Everything in the data below is left aside except the lines from the one containing "Note to the class: find each instance of the lake" through the one containing "Note to the class: find each instance of the dark long-sleeve"; repeat those exactly.

▶ [EXERCISE INPUT]:
****************************************

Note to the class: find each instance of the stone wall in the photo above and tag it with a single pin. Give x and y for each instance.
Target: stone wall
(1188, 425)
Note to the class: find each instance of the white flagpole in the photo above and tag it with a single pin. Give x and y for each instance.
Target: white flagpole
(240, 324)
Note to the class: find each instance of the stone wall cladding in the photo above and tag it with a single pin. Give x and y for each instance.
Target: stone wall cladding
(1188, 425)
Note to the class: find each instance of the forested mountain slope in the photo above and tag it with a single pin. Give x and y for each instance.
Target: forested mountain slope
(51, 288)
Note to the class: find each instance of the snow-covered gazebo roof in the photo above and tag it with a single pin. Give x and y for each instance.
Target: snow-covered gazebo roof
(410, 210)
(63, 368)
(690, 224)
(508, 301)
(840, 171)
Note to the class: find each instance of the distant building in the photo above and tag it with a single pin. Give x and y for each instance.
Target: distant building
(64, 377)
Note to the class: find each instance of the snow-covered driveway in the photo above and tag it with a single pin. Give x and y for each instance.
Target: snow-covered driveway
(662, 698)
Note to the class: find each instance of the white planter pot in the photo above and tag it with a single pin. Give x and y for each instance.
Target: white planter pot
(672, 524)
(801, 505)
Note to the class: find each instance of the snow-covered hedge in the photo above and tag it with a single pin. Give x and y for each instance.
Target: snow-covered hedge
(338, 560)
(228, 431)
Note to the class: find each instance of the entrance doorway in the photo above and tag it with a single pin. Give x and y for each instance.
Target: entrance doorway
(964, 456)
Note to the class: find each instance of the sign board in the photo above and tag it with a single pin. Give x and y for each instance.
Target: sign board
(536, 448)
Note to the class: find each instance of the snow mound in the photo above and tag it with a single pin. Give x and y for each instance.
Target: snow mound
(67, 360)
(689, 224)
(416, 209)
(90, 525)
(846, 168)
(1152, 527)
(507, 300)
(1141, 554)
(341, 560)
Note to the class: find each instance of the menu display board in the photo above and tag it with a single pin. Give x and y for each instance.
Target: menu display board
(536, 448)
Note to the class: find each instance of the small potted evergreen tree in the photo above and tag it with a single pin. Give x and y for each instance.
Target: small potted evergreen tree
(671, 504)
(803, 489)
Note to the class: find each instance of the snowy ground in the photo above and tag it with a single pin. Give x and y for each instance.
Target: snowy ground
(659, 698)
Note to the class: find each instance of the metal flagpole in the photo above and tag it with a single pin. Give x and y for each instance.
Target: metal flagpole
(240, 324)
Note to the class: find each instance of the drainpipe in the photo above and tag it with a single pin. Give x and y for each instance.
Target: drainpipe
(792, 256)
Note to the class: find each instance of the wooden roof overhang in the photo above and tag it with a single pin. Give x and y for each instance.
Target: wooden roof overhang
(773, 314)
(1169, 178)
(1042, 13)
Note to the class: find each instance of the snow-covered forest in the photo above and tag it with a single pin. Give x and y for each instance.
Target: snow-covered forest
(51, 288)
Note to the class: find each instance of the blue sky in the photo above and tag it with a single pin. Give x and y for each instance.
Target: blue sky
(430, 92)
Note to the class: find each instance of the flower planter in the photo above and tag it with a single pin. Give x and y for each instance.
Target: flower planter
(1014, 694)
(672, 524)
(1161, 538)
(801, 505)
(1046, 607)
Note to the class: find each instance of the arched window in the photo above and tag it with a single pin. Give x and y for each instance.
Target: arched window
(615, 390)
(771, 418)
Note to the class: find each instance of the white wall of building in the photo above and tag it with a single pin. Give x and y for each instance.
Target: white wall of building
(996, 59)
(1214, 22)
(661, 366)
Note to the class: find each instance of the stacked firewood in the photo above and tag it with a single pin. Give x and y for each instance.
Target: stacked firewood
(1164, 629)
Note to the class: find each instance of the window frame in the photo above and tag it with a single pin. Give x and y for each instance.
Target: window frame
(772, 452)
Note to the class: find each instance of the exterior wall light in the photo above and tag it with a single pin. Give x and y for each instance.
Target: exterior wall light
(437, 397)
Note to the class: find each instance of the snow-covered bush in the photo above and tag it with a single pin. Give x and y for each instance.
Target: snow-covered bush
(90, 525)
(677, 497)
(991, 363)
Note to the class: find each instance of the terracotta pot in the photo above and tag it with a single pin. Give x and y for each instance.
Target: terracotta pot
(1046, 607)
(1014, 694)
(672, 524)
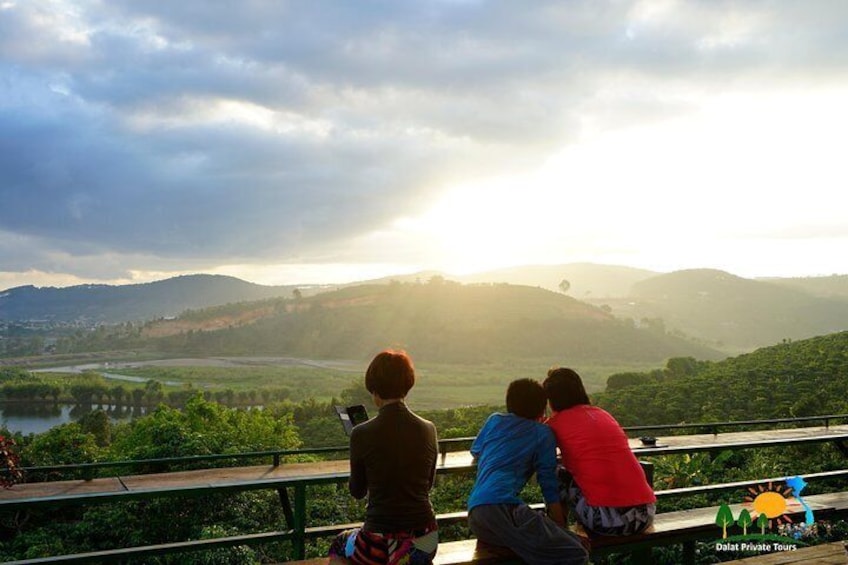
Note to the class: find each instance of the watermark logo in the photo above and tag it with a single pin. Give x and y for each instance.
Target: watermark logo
(765, 519)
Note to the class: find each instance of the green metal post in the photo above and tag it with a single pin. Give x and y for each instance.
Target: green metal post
(299, 541)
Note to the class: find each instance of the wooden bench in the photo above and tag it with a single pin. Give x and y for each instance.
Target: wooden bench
(684, 526)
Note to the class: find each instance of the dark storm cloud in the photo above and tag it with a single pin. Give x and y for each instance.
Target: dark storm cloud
(112, 138)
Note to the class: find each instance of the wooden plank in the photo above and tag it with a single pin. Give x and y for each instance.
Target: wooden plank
(61, 488)
(738, 440)
(266, 476)
(825, 554)
(469, 551)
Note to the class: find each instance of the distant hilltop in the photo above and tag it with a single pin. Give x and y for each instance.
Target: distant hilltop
(714, 308)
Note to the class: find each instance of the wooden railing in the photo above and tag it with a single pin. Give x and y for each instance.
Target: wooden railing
(297, 530)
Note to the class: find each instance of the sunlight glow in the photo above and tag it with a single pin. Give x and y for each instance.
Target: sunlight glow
(659, 195)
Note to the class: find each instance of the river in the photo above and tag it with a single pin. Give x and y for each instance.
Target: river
(36, 418)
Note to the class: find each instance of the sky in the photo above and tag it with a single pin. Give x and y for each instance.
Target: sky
(296, 142)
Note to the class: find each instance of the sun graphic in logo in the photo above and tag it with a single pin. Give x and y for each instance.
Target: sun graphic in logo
(770, 500)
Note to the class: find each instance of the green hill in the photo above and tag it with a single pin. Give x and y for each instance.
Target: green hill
(734, 312)
(439, 321)
(586, 280)
(803, 378)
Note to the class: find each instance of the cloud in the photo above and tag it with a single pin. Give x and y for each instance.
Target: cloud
(152, 134)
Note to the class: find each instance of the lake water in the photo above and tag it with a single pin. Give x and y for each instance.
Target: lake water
(38, 418)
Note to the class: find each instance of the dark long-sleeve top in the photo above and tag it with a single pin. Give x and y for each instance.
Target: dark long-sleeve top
(393, 460)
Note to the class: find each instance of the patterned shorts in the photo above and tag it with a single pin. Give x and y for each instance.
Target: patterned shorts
(414, 547)
(604, 520)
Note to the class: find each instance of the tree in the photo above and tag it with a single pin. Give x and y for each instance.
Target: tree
(744, 521)
(724, 518)
(762, 522)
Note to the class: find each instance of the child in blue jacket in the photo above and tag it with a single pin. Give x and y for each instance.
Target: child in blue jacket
(509, 449)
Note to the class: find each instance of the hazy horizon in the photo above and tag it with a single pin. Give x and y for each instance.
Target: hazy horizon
(330, 142)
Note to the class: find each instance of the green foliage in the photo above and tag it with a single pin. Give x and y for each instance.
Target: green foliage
(202, 428)
(744, 521)
(787, 380)
(67, 443)
(439, 321)
(724, 518)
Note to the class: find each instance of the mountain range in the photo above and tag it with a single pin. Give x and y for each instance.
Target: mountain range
(718, 309)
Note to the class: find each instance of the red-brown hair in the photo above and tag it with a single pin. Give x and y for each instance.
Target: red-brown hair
(390, 374)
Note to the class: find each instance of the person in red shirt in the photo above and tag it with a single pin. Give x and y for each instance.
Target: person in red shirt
(601, 480)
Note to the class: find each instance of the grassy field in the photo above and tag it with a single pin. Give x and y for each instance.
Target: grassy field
(438, 385)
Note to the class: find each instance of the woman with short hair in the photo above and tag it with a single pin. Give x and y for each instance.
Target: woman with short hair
(602, 482)
(393, 461)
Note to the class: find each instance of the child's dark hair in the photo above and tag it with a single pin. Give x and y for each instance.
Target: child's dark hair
(526, 398)
(565, 389)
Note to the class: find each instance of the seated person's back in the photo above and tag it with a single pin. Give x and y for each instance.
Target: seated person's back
(509, 449)
(603, 482)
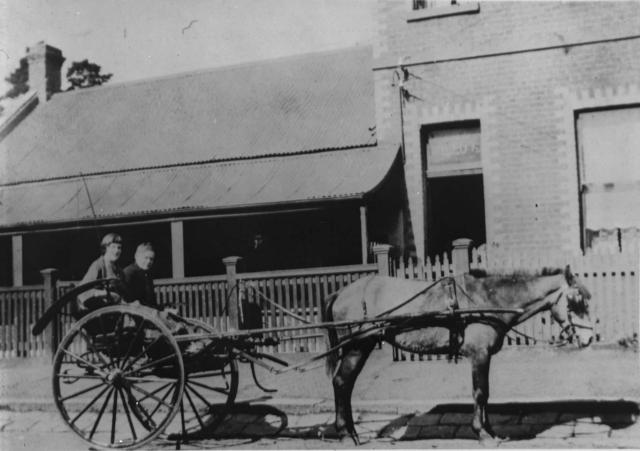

****************************************

▶ [TASK ANSWER]:
Note to the class: find each instance of the lake water in the photo above and tag it with a single pin. Give x and y for each instance.
Target: lake water
(38, 418)
Note to the class: find each instance of the dark long-sleeve top in the photo above and tag it with a single pin. Give x and y for each instance.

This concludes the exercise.